> [Supplied entries]:
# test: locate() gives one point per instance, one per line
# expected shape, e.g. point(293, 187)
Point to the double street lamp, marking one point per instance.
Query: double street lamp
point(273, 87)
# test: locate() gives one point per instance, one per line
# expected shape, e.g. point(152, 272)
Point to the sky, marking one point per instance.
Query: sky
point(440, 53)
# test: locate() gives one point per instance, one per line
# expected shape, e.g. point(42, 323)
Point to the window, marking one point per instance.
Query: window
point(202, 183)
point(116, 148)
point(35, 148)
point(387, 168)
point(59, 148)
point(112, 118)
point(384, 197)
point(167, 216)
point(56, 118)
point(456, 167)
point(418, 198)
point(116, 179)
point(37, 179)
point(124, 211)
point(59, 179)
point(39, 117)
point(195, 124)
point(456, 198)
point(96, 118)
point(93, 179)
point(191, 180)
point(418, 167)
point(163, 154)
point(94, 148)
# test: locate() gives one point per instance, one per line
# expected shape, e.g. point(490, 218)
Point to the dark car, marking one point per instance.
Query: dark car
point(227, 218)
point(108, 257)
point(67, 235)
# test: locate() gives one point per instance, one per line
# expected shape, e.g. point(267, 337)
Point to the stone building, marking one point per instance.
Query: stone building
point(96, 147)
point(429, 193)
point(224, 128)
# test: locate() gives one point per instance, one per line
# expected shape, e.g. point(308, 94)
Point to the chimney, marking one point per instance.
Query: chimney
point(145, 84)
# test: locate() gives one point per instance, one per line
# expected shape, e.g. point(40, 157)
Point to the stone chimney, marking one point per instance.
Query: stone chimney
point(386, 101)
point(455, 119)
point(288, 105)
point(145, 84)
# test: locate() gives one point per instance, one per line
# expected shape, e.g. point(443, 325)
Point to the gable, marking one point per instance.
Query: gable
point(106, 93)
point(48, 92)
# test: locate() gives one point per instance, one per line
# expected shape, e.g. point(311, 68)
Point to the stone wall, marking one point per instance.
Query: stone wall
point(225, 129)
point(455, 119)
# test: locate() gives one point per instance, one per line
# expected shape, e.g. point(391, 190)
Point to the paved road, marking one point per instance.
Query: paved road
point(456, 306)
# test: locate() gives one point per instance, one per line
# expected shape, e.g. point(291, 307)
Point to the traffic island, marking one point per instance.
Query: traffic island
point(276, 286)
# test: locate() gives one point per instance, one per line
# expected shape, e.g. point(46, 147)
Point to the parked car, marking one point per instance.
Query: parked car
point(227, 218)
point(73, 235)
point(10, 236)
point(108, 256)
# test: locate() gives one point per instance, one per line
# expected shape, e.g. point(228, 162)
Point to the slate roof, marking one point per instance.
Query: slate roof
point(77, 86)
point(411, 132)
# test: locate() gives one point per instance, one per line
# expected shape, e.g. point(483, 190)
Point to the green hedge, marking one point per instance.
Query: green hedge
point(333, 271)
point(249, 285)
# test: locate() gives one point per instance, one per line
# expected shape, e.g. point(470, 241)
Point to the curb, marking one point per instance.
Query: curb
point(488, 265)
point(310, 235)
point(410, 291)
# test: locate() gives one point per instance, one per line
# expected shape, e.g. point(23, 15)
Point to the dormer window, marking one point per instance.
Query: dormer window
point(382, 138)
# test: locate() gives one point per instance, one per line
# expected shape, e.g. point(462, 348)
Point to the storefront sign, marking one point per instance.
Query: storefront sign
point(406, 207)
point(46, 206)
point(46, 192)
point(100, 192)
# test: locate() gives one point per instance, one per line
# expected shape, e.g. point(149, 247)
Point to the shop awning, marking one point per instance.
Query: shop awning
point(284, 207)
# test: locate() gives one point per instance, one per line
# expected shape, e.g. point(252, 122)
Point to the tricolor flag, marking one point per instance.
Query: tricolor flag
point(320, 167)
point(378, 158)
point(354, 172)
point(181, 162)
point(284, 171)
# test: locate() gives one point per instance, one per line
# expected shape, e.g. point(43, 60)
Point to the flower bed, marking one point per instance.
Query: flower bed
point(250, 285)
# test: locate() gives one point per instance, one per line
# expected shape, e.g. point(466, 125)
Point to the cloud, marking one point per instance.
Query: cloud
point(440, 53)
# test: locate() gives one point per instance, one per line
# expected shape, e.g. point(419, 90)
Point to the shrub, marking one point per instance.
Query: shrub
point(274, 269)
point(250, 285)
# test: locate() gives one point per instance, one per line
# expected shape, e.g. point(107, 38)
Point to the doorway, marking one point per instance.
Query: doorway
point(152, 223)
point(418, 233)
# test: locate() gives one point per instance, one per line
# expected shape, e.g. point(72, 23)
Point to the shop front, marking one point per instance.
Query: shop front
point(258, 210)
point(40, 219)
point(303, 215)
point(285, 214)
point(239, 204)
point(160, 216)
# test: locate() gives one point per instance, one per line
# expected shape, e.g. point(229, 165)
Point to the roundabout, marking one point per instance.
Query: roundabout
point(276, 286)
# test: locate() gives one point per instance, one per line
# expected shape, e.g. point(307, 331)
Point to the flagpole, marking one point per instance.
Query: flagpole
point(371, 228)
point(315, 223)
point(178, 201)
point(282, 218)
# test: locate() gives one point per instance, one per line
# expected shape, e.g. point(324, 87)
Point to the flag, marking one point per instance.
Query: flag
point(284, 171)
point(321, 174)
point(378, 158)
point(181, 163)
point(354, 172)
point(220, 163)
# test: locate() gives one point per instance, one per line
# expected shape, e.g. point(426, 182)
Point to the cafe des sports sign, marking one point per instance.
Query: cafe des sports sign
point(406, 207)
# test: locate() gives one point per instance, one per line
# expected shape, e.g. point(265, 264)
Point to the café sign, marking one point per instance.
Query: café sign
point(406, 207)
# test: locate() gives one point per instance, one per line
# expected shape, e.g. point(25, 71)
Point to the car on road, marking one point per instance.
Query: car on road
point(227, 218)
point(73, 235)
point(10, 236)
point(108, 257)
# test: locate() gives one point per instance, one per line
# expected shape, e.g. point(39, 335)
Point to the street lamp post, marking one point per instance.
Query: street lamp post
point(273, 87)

* * *

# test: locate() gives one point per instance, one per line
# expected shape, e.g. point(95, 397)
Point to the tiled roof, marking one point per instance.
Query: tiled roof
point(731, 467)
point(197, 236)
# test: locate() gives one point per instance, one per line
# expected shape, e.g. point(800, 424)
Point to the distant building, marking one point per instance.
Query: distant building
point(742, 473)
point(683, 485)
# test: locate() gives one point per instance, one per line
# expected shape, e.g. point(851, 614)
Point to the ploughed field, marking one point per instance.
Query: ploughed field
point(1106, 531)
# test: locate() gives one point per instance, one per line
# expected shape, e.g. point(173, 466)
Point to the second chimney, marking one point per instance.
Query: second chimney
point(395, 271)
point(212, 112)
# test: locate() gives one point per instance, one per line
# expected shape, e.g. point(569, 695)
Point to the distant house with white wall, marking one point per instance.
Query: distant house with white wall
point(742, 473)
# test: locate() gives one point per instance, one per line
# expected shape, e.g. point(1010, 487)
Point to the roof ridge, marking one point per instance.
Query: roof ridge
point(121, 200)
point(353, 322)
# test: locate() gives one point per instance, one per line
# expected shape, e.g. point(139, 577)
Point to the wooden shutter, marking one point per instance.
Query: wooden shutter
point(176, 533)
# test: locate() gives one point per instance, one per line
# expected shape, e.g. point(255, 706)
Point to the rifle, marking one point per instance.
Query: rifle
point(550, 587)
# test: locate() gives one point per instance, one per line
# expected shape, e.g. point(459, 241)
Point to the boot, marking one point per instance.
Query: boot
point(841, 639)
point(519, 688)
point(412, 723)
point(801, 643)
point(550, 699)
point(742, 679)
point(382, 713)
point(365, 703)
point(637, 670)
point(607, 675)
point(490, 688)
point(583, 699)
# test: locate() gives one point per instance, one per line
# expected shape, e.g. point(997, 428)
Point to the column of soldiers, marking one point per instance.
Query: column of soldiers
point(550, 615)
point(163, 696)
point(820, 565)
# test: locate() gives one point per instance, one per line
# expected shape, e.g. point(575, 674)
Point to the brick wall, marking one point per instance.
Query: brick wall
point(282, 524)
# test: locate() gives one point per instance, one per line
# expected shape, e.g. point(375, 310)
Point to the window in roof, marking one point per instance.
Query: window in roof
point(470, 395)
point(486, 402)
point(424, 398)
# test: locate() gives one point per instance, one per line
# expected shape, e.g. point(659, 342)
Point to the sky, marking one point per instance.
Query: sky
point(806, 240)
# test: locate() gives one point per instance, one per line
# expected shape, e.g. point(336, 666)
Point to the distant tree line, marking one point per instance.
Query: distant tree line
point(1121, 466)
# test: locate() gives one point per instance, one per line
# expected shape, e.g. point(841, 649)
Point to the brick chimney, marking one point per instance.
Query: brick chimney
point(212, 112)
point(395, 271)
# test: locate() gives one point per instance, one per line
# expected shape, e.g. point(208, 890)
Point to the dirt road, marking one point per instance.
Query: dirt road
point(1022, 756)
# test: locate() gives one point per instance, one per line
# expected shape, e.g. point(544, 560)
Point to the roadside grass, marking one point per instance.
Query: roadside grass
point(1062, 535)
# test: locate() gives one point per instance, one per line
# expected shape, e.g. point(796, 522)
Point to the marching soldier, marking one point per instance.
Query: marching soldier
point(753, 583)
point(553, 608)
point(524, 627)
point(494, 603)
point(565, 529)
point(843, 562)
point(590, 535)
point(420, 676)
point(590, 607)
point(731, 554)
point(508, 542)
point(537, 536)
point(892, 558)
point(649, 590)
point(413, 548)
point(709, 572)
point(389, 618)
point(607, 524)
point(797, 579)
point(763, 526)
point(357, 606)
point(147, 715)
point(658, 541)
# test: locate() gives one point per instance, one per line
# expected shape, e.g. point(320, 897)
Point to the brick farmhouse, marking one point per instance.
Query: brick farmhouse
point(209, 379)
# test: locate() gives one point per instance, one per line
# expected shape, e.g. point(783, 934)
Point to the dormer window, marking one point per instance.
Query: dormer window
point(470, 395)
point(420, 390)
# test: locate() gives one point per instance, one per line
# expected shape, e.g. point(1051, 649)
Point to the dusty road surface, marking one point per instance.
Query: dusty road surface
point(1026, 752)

> [Task details]:
The response must hold only the lines above from the line with "# expected shape, e.g. point(107, 38)" through the line with "Point to the shop front, marking", each copied exactly, both ends kept.

> [Output for this exercise]:
# expected shape, e.g. point(107, 38)
Point to the doorway, marking one point per instance.
Query: doorway
point(152, 223)
point(418, 233)
# test: locate() gives one point per instance, one per line
# expected shape, e.g. point(72, 23)
Point to the shop front, marking one point per instance.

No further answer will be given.